[Entries from a pointing dataset]

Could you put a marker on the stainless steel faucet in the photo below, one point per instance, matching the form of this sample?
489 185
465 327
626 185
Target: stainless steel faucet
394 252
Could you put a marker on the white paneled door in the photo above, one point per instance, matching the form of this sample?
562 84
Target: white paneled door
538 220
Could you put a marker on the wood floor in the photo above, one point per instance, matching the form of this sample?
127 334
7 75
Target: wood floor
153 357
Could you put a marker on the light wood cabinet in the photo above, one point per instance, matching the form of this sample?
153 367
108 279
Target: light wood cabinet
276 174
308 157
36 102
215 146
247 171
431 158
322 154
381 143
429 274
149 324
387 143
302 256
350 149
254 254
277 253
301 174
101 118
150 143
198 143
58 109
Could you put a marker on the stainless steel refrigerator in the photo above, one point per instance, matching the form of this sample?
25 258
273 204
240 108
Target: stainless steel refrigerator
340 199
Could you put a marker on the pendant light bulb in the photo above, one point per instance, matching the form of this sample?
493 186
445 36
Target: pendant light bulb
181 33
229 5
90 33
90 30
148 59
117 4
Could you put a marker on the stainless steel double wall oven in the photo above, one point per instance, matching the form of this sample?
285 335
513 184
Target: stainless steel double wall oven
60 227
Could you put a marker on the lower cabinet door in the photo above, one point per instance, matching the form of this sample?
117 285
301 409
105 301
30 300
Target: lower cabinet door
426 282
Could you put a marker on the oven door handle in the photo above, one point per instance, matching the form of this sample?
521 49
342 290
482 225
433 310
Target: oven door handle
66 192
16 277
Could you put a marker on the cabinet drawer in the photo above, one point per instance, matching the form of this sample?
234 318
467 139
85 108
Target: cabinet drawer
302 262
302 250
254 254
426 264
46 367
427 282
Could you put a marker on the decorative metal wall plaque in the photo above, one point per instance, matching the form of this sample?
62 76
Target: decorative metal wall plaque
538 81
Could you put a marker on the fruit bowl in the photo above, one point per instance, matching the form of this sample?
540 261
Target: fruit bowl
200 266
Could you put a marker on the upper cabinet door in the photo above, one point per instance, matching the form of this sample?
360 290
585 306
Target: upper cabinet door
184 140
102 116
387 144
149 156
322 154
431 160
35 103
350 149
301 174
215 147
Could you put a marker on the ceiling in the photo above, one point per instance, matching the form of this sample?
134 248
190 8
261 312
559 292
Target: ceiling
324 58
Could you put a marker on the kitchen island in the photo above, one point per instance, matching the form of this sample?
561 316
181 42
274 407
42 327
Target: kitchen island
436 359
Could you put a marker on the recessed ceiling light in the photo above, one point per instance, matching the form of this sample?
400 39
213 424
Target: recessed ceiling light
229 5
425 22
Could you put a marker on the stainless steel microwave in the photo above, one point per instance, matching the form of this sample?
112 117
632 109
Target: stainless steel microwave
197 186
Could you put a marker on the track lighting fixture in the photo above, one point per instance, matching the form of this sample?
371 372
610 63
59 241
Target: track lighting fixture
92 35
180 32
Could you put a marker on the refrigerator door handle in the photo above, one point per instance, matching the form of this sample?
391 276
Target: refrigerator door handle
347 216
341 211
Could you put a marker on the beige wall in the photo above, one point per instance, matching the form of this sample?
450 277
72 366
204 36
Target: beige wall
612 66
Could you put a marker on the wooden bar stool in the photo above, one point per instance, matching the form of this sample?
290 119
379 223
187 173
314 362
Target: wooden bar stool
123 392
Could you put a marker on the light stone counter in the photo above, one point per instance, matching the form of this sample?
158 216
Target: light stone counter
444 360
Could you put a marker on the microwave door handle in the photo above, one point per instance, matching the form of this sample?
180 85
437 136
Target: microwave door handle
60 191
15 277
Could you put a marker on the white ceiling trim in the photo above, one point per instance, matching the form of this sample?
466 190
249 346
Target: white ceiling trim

**AIM**
Print the material once more, exactly.

**RESPONSE TO THIS EXERCISE**
Could you put a marker on the stainless steel faucet in the photo below, one point per instance, matching the form of this sample?
489 185
465 327
626 185
Target: stainless steel faucet
394 252
Could you put a marker on the white paneled door in the photo above, one point per instance, matching the form of this sample?
562 84
Target: white paneled door
538 220
Could you put a marker on the wood floor in the photo above, one point per instance, matching the form of this sample?
127 334
7 75
Target: wood floor
153 357
Could you put a marker on the light wood cabinet in the photo above, one point per instance, matching the form of this sample?
153 367
108 279
Target: light wood cabinet
276 174
308 157
36 102
215 146
247 171
431 158
322 154
381 143
429 274
149 324
387 143
302 256
350 149
254 254
277 253
301 174
101 118
150 143
198 143
58 109
Could you put a marker on the stainless steel refrigerator in the photo above, one point per instance, matching the form of this sample?
25 258
273 204
240 108
Target: stainless steel refrigerator
340 199
Could you put a marker on the pendant light bulb in the photo above, one point per instance, matching the form of this sample?
493 186
445 36
Target: pendant light bulb
181 33
229 5
90 33
90 30
148 59
117 4
Could you put a marker on the stainless steel double wall oven in the photo above, one point per instance, matching the form of this sample?
285 335
513 184
Target: stainless steel double wall oven
60 227
Could you put a marker on the lower cabinet door in the photo above, one point per instance, matching the form of this sample?
117 285
301 409
105 301
30 300
Target: lower cabinet door
426 282
Could you put a marker on the oven door handle in the photo above, one point per instance, matching the form of this sample?
521 49
342 290
482 225
433 310
Target: oven door handle
66 192
16 277
Could you put a marker on the cabinet drawer in the photo above, one point per instance, matching the form of this sample?
234 318
467 139
85 108
Target: cabinet drawer
302 262
302 250
254 254
426 264
46 367
427 282
Could you put a marker on the decorative metal wall plaque in the photo above, one point per instance, matching the form of this sample?
62 76
Target: decorative metal wall plaque
538 81
Could you put a marker on the fruit bowl in the photo above, one point per instance, matching the form of this sample?
540 261
Target: fruit bowl
200 266
Could you put a marker on the upper cabinet door in the photo above, one point per instance, matching the form of this sample?
360 290
585 306
Target: upper cabinet door
184 140
102 116
387 144
149 156
322 154
431 160
35 103
350 149
301 174
215 147
Could you put a marker on the ceiling in the photo above, one point per instance, matching the form of this sample?
134 248
190 8
261 312
559 292
Target: ceiling
324 58
Could you put a marker on the kitchen island in the photo above, one point per instance, matching the form of this sample?
561 316
181 42
274 407
42 327
Target: kitchen island
436 359
Could you put a marker on the recessed ceiling light in the photo above, one point per instance, matching the form of this sample?
400 39
213 424
Target: recessed ceiling light
229 5
425 22
Could you put a marker on the stainless steel microwave in the photo above, one point per instance, matching the form of this sample?
112 117
632 109
Target: stainless steel microwave
197 186
Could you put a marker on the track lighting fixture in the photo above, one point per instance, matching the form of this sample?
371 372
610 63
59 241
Target: track lighting fixture
92 35
180 32
Could you put a marker on the refrigerator door handle in the photo above, one point per instance, matching the form of this sample?
391 276
Target: refrigerator door handle
347 216
341 211
Could you put a marker on the beige wall in the photo above, one point per instance, matching the form of this sample?
450 277
72 366
204 36
Target: beige wall
612 66
Could you put a marker on the wooden bar stool in the photo above, one point per instance, matching the form of this sample?
290 119
379 223
187 173
314 362
Target: wooden bar stool
123 392
Could you put a marker on the light stone counter in the photo above, one point per instance, matching the form of this sample?
158 216
Target: light stone counter
444 360
Could you put a marker on the microwave door handle in the photo above, one point per instance, matching the form of this sample?
180 85
437 136
Target: microwave door handle
60 191
15 277
Could you put a marker on the white ceiling trim in the photo above, one point per instance, matching the form of this sample?
466 190
249 346
Target: white ceiling trim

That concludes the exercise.